* Ejercicio escrito A
Indica si cada afirmación concuerda con el texto sobre el museo y responde sí o no, citando literalmente las palabras del texto que lo deciden. (i) La nueva generación museística toma cuerpo en el contexto histórico llamado Postmodernidad. (ii) Los cambios se produjeron con una intensidad uniforme. (iii) Una de las transformaciones más interesantes atañe sobre todo a las técnicas expositivas.
* Ejercicio escrito B
Prosigue el texto sobre el museo a partir de su última oración.

* Texto mostrado
Pero no se trata aquí de hablar de las circunstancias de esta crisis, sino del museo que, casi de inmediato, renació de sus cenizas; de los desafíos intelectuales que, desde mediados de la década de los setenta, impuso a este recién nacido la nueva sociedad postindustrial con sus inesperadas prácticas culturales, que implicaban conmociones en la sensibilidad de los individuos, cambios en los comportamientos de las masas urbanas y profundas metamorfosis ideológicas. Ese giro cultural, cargado de titubeos, disquisiciones y quejas, se ha producido en el seno de lo que se ha bautizado como Postmodernidad. Sea o no acertado el término, lo cierto es que es el seno de este nuevo contexto histórico donde toma cuerpo una nueva generación museística, consciente de la imposibilidad de mantenerse en los límites institucionales del modelo tradicional y de la urgencia por comprometerse con una desconocida y muy compleja situación, emprendiendo un proceso de refundación desde sus cimientos.

Los cambios que empezaron a verificarse a un ritmo muy vivo, aunque de intensidad desigual, fueron numerosos y profundos. Entre otros, la defensa de la vocación democrática del museo, su aspiración a ser un foro de discusión y crítica, la importancia adquirida por los recursos informativos y tecnológicos, el papel desempeñado por la cuestión de las identidades colectivas, minoritarias o no, las exigencias de orden financiero y organizativo, las consecuencias derivadas de su gigantismo planetario, sus ambiguas relaciones con el mundo del ocio, etc.

Pero de las innumerables transformaciones habidas, una de las más interesantes ha sido la referida a la manera misma de concebir la presentación de objetos y obras de arte, no tanto en lo concerniente a las técnicas expositivas —es decir, a la parte «visible» de la exposición—, sino, sobre todo, a las nuevas ideas y modelos interpretativos y estéticos, a los modos de ordenar el saber; dicho de otro modo, a la dimensión «invisible» que subyace en toda presentación visual, por utilizar la conocida expresión de Pomian (1987).

(Extractos de datos de señalamiento)
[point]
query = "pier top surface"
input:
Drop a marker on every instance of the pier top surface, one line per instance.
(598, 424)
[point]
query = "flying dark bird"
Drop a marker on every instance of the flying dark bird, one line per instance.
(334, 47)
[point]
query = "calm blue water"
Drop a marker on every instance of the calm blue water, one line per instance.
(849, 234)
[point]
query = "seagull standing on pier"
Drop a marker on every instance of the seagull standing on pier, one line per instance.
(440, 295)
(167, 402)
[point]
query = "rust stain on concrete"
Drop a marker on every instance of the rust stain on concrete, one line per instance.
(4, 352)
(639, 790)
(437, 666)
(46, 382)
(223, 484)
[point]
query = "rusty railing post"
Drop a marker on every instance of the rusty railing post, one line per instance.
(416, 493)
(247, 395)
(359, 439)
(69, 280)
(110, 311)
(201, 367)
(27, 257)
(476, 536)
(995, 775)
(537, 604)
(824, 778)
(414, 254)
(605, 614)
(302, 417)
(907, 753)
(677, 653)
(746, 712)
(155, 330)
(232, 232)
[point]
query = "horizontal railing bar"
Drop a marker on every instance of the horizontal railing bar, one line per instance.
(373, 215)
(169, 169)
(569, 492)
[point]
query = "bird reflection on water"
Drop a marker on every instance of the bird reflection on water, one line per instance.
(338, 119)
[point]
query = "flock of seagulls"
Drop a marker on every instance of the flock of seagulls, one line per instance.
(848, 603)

* Respuesta final A
(i) Sí: «es el seno de este nuevo contexto histórico donde toma cuerpo una nueva generación museística».
(ii) No: «aunque de intensidad desigual».
(iii) No: «no tanto en lo concerniente a las técnicas expositivas —es decir, a la parte «visible» de la exposición—, sino, sobre todo, a las nuevas ideas y modelos interpretativos y estéticos».

* Respuesta final B
Los modos de mostrar, sea en exposiciones históricas o contemporáneas, permanentes o temporales, no son naturales ni ingenuos. Constituyen un ejercicio de interpretación que encierra significados de naturaleza muy diversa: son decisiones morales, intelectuales y estéticas que proponen al visitante un discurso determinado; suponen un modo de ordenar el conocimiento y de inscribirlo en un contexto mental y cultural que depende de la elección de los objetos, del modo de colocarlos, de la decoración que los acompaña y de todo el conjunto de operaciones al que eventualmente se les somete. Dicho en pocas palabras, el museo produce y legitima valores artísticos, y también, en última instancia, se ofrece como una expresión del modo en que los hombres establecen sus relaciones con el saber.

Por lo que se refiere a estas dos últimas décadas, hay que precisar, de antemano, que buena parte de los impulsos renovadores, los más radicales, se han producido en los museos de arte contemporáneo, que han sido el campo de experimentación pionero y más avanzado, contagiando a la larga a las restantes especialidades —museos de bellas artes y etnográficos, técnicos o de artes decorativas, científicos o monográficos—.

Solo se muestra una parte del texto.